WHAT IS REQUIRED:
Find every line in the records below that contains the word "glove", matching its case exactly, and copy each of those lines.

───── GIVEN RECORDS

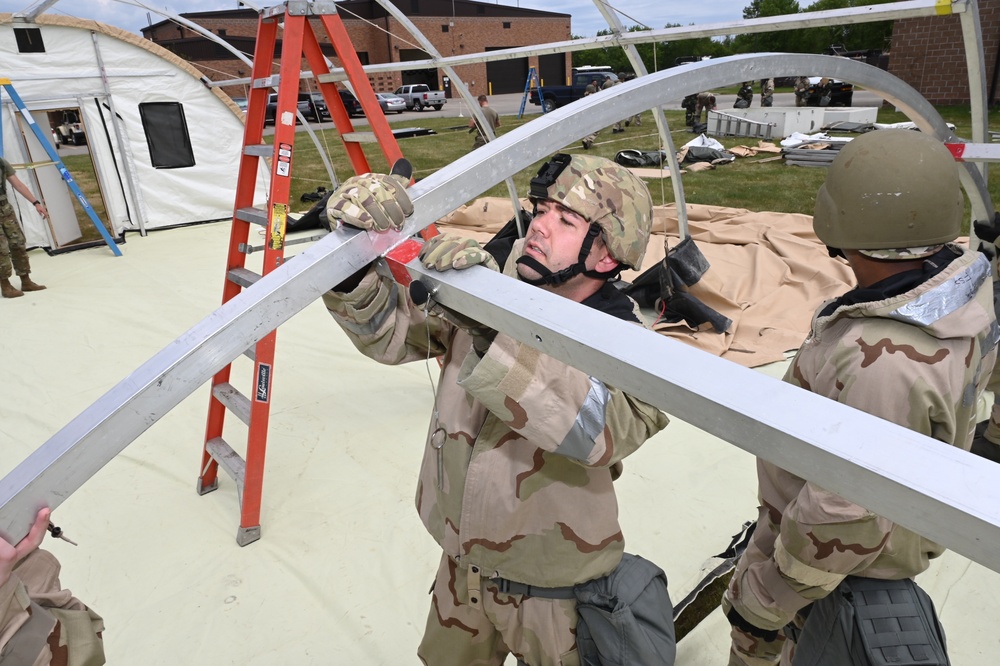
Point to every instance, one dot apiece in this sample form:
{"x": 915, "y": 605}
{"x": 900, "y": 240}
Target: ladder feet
{"x": 247, "y": 535}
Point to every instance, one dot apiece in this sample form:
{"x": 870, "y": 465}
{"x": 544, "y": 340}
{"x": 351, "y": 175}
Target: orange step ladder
{"x": 298, "y": 40}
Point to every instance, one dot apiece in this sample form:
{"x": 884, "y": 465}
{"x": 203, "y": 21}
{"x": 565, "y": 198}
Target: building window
{"x": 29, "y": 40}
{"x": 166, "y": 134}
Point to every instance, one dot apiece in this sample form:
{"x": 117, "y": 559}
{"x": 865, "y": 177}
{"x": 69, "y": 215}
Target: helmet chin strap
{"x": 548, "y": 277}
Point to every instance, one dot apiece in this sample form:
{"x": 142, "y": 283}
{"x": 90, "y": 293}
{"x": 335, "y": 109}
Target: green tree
{"x": 783, "y": 41}
{"x": 856, "y": 37}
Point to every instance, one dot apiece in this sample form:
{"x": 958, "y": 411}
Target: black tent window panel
{"x": 166, "y": 134}
{"x": 29, "y": 40}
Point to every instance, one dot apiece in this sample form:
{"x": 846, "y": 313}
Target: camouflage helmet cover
{"x": 612, "y": 197}
{"x": 888, "y": 190}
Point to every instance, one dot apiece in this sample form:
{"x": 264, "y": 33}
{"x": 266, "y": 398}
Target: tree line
{"x": 661, "y": 55}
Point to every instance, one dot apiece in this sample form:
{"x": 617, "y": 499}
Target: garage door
{"x": 506, "y": 76}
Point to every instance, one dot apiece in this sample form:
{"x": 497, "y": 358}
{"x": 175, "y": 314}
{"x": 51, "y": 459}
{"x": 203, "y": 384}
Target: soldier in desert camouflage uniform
{"x": 42, "y": 624}
{"x": 891, "y": 204}
{"x": 517, "y": 478}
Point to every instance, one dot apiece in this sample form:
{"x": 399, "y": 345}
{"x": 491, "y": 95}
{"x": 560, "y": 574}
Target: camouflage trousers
{"x": 748, "y": 650}
{"x": 13, "y": 247}
{"x": 539, "y": 632}
{"x": 53, "y": 626}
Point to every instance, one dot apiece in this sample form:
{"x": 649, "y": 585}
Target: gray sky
{"x": 586, "y": 19}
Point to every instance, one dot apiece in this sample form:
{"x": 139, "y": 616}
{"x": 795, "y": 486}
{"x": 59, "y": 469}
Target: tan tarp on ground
{"x": 768, "y": 273}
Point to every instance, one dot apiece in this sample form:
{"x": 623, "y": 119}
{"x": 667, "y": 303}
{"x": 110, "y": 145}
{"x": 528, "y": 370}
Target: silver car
{"x": 390, "y": 102}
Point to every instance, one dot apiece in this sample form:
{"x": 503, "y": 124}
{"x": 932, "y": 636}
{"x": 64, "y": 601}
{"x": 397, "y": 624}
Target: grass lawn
{"x": 746, "y": 183}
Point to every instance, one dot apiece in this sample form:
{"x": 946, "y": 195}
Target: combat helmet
{"x": 609, "y": 196}
{"x": 892, "y": 194}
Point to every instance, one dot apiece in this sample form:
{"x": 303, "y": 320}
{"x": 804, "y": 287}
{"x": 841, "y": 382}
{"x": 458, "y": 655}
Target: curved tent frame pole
{"x": 69, "y": 458}
{"x": 661, "y": 119}
{"x": 463, "y": 90}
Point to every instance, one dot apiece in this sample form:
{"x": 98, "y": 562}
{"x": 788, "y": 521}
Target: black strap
{"x": 513, "y": 587}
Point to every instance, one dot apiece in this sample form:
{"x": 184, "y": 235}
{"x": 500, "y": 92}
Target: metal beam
{"x": 847, "y": 16}
{"x": 939, "y": 491}
{"x": 666, "y": 141}
{"x": 62, "y": 464}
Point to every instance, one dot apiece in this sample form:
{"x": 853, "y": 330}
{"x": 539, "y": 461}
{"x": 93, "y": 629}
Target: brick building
{"x": 928, "y": 53}
{"x": 454, "y": 27}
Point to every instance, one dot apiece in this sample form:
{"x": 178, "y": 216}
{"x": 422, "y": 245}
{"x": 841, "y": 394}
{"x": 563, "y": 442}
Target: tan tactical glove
{"x": 447, "y": 251}
{"x": 372, "y": 201}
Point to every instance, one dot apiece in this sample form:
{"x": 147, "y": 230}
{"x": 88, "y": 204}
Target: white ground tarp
{"x": 68, "y": 74}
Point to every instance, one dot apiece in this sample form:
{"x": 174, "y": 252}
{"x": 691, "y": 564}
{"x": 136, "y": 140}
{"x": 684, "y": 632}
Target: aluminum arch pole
{"x": 975, "y": 61}
{"x": 62, "y": 464}
{"x": 661, "y": 120}
{"x": 848, "y": 16}
{"x": 942, "y": 492}
{"x": 463, "y": 90}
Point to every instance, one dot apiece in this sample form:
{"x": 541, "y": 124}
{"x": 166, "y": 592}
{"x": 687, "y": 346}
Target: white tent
{"x": 165, "y": 146}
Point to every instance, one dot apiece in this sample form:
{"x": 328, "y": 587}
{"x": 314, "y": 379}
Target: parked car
{"x": 555, "y": 96}
{"x": 70, "y": 129}
{"x": 832, "y": 93}
{"x": 310, "y": 105}
{"x": 351, "y": 103}
{"x": 390, "y": 102}
{"x": 418, "y": 96}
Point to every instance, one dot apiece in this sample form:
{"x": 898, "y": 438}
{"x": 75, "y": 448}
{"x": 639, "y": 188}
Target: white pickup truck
{"x": 420, "y": 95}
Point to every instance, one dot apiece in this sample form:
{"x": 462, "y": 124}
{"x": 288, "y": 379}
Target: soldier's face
{"x": 554, "y": 240}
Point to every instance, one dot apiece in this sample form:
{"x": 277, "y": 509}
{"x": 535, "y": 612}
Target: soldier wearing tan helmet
{"x": 516, "y": 482}
{"x": 914, "y": 343}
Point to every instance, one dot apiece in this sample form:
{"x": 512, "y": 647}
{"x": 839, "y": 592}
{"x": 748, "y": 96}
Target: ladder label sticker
{"x": 283, "y": 167}
{"x": 263, "y": 391}
{"x": 279, "y": 219}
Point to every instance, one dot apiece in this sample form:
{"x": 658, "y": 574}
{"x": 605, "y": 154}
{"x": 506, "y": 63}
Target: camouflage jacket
{"x": 529, "y": 445}
{"x": 42, "y": 624}
{"x": 920, "y": 359}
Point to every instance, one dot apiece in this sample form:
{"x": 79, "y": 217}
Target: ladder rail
{"x": 299, "y": 41}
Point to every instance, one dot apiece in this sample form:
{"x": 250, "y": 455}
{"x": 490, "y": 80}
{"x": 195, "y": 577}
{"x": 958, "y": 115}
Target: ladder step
{"x": 357, "y": 137}
{"x": 332, "y": 77}
{"x": 259, "y": 150}
{"x": 234, "y": 401}
{"x": 242, "y": 276}
{"x": 228, "y": 460}
{"x": 252, "y": 215}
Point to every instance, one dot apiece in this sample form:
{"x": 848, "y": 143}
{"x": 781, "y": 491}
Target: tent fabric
{"x": 136, "y": 194}
{"x": 768, "y": 273}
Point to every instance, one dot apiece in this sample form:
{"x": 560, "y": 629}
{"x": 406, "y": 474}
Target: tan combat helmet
{"x": 605, "y": 194}
{"x": 893, "y": 194}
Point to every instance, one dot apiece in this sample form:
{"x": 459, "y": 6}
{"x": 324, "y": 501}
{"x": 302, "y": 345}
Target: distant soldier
{"x": 825, "y": 91}
{"x": 891, "y": 206}
{"x": 705, "y": 103}
{"x": 801, "y": 90}
{"x": 492, "y": 117}
{"x": 744, "y": 96}
{"x": 689, "y": 104}
{"x": 767, "y": 92}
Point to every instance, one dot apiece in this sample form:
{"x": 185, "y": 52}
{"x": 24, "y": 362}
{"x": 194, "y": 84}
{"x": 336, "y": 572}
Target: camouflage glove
{"x": 447, "y": 251}
{"x": 373, "y": 201}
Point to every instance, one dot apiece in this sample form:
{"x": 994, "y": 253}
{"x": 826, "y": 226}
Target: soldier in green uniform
{"x": 13, "y": 247}
{"x": 40, "y": 623}
{"x": 516, "y": 484}
{"x": 891, "y": 204}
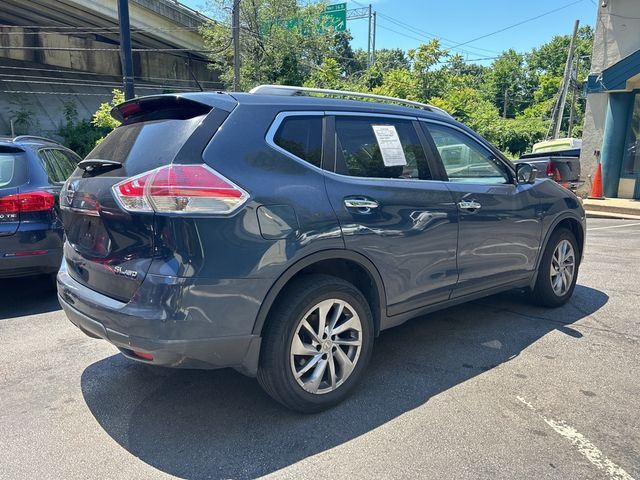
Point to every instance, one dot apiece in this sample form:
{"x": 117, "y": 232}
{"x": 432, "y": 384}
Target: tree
{"x": 281, "y": 41}
{"x": 507, "y": 83}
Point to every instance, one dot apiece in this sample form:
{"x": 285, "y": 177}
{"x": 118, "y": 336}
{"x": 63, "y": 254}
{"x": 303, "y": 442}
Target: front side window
{"x": 464, "y": 159}
{"x": 302, "y": 136}
{"x": 379, "y": 148}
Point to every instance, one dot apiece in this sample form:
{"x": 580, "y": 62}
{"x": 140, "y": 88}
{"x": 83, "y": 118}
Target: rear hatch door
{"x": 107, "y": 248}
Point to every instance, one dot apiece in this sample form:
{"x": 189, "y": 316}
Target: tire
{"x": 346, "y": 308}
{"x": 546, "y": 292}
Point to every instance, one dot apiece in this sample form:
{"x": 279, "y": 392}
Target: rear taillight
{"x": 180, "y": 189}
{"x": 27, "y": 202}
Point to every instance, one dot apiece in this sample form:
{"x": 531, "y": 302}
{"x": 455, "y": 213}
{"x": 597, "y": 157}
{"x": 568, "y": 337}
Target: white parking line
{"x": 584, "y": 446}
{"x": 613, "y": 226}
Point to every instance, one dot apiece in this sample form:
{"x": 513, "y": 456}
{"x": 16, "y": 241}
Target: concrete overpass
{"x": 54, "y": 50}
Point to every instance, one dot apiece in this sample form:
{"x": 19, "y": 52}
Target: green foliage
{"x": 22, "y": 116}
{"x": 508, "y": 102}
{"x": 281, "y": 42}
{"x": 102, "y": 118}
{"x": 82, "y": 135}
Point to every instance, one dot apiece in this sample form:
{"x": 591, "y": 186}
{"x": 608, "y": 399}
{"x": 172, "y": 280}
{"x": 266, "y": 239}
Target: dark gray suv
{"x": 278, "y": 233}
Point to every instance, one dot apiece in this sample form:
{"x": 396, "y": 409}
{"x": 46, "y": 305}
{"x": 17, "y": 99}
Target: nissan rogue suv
{"x": 279, "y": 232}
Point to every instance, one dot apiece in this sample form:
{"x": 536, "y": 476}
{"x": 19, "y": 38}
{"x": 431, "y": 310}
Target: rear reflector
{"x": 28, "y": 253}
{"x": 180, "y": 189}
{"x": 27, "y": 202}
{"x": 143, "y": 355}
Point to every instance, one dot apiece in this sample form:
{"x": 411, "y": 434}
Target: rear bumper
{"x": 239, "y": 352}
{"x": 177, "y": 335}
{"x": 22, "y": 266}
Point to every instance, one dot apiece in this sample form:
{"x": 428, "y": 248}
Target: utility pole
{"x": 574, "y": 88}
{"x": 369, "y": 39}
{"x": 125, "y": 49}
{"x": 373, "y": 40}
{"x": 505, "y": 102}
{"x": 235, "y": 32}
{"x": 558, "y": 112}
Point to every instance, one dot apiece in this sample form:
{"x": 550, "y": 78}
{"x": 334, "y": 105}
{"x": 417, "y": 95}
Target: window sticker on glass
{"x": 390, "y": 146}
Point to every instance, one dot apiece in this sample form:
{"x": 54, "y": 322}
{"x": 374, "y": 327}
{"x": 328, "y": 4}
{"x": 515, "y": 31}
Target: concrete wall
{"x": 617, "y": 36}
{"x": 617, "y": 32}
{"x": 80, "y": 61}
{"x": 146, "y": 64}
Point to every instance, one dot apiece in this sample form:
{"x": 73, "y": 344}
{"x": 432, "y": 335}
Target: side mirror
{"x": 526, "y": 173}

──────────

WORKED ANSWER:
Target: tan tactical glove
Target: camouflage glove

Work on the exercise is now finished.